→ **Bereitgestellter Text**:
Aus Zwei mach Eins
Neues Gymnasium in Bochum

Das Neue Gymnasium an der Querenburger Straße
in Bochum-Wiemelhausen fand rasch und nahezu ein­hellig von Schülern, Lehrern und Eltern Akzeptanz. Dass dies so ist liegt nicht zuletzt an der erstaunlich variablen neuen Architektur, die in sehr kommunikativen Prozessen entwickelt und vermittelt wurde.

Nicht ein Weniger, wie oft sonst der Fall, sondern ein Mehr wollte die Kommune Bochum schaffen, weshalb man sich an den Empfehlungen der neuen Schulreformer wie etwa der Montags-Stiftungen orientierte und zugleich für das Projekt etwas mehr Budget als üblich – 31,6 Mio Euro für 13 435 m² BGF! – zur Verfügung stellte. Ziel: Ein neues Gymnasium, das Kommunikation und Teamarbeit mit variablen Raumangeboten fördert und darüber hinaus noch die ENEV 2009 um mindestens 25 % unterschreitet. Anstelle zweier baufällig gewordener Schulen sollte in Bochum-Wiemelhausen das Neue Gymnasium für 1 250 Schüler entstehen.

Das Raumkonzept

Anfang 2009 gewannen HASCHER JEHLE Architekten aus Berlin den Wettbewerb für die Schule. Ihr Konzept: Zwei trikonvexe, dreigeschossige Ringkörper, die ineinander greifen und mit unterschiedlichen Graden der Durchlässigkeit die bewegte Topographie des Ortes nahe des Geo­logischen Gartens erfahrbar machen. Ein Westring mit einem großen Atrium als multifunktionalem Entrée, der primär der Kommunikation dient, und ein Ostring um einen begrünten Hof, der teils einbündig, teils zweibündig mehr konzentriertes Arbeiten fördert und dafür alle Klassenräume aufnimmt.

Überwältigend ist der Eintritt in das Neue Gymnasium, in ein lichtes wie ebenso dynamisches Atrium, dessen Galerien und Treppenspindel sich beständig weiten und verengen, damit Zonen sehr unterschiedlicher Gruppenaktivitäten ermöglichen. Ein strahlend weißes Atrium, über dem sich eine Kuppel aus dreilagigen ETFE-Kissen mit bis zu 41 m Spannweite und 3 m Stichhöhe erstreckt, die den Raum dank einer kaum sichtbaren Bedruckung der äußeren Folie in ein sanftes Licht taucht.

Um das Atrium gruppieren sich im Erdgeschoss die Aula, Mensa und das Schülercafé, die sich jederzeit mit ihren gläsern transparenten und zugleich beweglichen Wänden dem Atrium zuschalten lassen, um dann auch Konzert- oder Theateraufführungen dienen zu können. Kleine Niveausprünge durch Podeste wie auch viele offene Galerien vor sanft geschwungenen Wänden, die sich zu Balkonen weiten, laden hier zwanglos Schüler und Lehrer zur Kommunikation ein. Über den Raum verteilte mobile schwarz-weiße „DoNuts“, luftgefüllte Sitzreifen, auf denen sich bis zu neun Schüler an einem runden Tisch gruppieren können, und die roten, zweisitzigen „PicNiks“, die zu langen Tischen zusammengeschoben werden können, erleichtern sehr sympathisch flexible Aneignungen des Raums für wechselnde Bedürfnisse.

→ **Bereitgestellte Auflistung**:
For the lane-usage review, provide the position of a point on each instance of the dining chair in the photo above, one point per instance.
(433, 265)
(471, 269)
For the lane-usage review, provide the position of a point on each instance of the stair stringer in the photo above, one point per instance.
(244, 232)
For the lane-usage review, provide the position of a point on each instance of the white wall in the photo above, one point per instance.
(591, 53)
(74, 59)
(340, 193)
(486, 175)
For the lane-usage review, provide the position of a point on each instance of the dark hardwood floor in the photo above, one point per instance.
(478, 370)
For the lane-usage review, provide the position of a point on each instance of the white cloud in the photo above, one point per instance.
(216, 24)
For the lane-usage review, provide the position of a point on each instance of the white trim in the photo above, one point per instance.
--
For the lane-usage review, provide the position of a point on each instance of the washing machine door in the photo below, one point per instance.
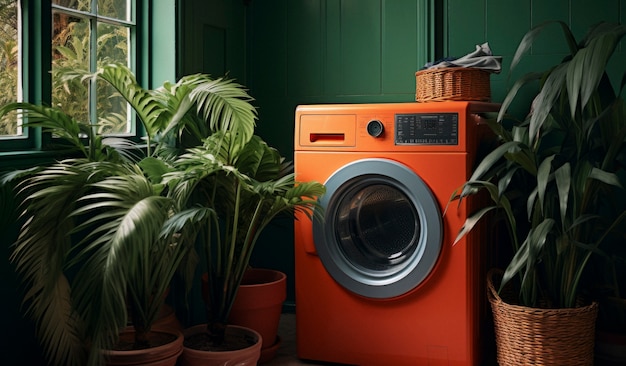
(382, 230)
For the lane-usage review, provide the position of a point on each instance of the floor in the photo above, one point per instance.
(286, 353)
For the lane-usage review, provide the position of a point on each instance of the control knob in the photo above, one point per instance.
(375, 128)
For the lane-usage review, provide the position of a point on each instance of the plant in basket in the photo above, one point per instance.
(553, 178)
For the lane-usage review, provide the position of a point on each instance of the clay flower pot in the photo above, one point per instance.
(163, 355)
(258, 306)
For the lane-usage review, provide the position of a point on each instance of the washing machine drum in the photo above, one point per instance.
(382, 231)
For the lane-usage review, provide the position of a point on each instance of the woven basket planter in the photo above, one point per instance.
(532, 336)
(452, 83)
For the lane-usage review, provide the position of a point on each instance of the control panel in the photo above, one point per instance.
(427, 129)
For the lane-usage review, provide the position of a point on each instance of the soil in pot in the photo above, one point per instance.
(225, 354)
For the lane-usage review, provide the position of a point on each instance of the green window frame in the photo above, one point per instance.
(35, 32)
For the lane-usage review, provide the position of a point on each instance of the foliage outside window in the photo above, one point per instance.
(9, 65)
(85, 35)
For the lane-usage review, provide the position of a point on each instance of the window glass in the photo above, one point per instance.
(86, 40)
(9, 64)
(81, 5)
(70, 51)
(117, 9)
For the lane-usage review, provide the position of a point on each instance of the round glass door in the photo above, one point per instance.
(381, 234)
--
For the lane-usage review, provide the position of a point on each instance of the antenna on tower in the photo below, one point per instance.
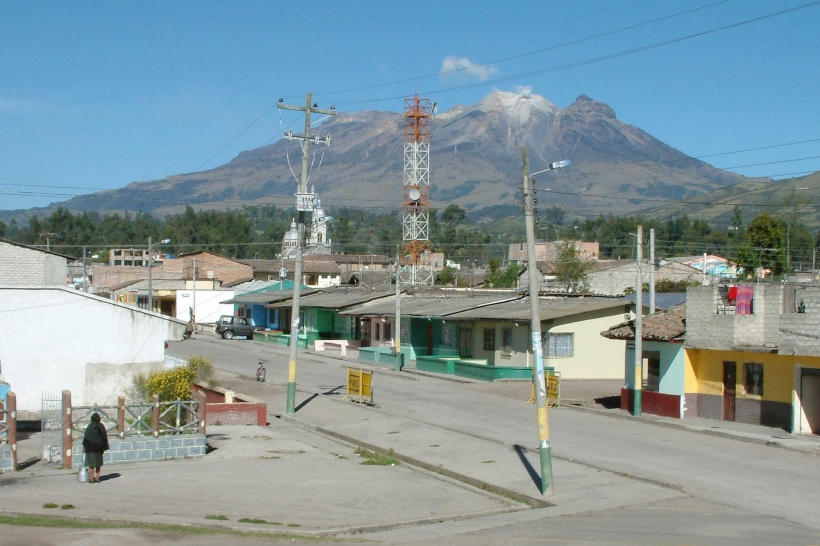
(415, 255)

→ **Aufgaben**:
a: Beantworten Sie anhand des Textes über das Neue Gymnasium in Bochum folgende Fragen:
(i) Welches Budget stellte die Kommune Bochum für das Projekt zur Verfügung?
(ii) Welches Architekturbüro gewann Anfang 2009 den Wettbewerb für die Schule?
(iii) Wie viele Schüler können sich auf einem „DoNut“ an einem runden Tisch gruppieren?
b: Führen Sie den Text über das Neue Gymnasium in Bochum nach seinem letzten Satz fort.
Die Auflistung hat mit dem Text über das Neue Gymnasium in Bochum nichts zu tun.

→ **Lösungen**:
a:
(i) 31,6 Mio Euro für 13 435 m² BGF.
(ii) HASCHER JEHLE Architekten aus Berlin.
(iii) Bis zu neun Schüler.

b:
In den Etagen darüber erstrecken sich die meisten Fachräume, das Selbstlernzentrum und der Lehrerbereich, während in der Schnitt­zone beider Gebäuderinge kleine Plätze den Übergang zu den Orten konzentrierten Lernens, zu den Klassenzimmern räumlich hervorheben und so die Orientierung leicht machen. Im Ostring gruppieren sich darunter im Erdgeschoss der Ganztagsbereich sowie der Musik- und Kunstunterricht, deren Aktivitäten bei Bedarf auch nach Außen verlagert werden können. Dank der freieren Geometrie der Schule mit gebogenen, fließenden Wänden zu den Galerien und radialen Trennwänden gleicht kaum ein Raum dem anderen, die für Frontal- oder Teamunterricht flexibel wie problemlos umgestaltbar sind, wozu auch deckenhängende Leitungen sowie viele neue elektronische Medien wie „interaktive Beamer“, „elektronische Schultafeln“, Laptops und Computerstationen beitragen. Nur hier und dort empfindet man leider eine gewisse Enge, die jedoch auf eine zu hohe Belegung der Schule zurückzuführen ist, in der statt der geplanten 1250 nun bis zu 1500 Schüler unterrichtet werden.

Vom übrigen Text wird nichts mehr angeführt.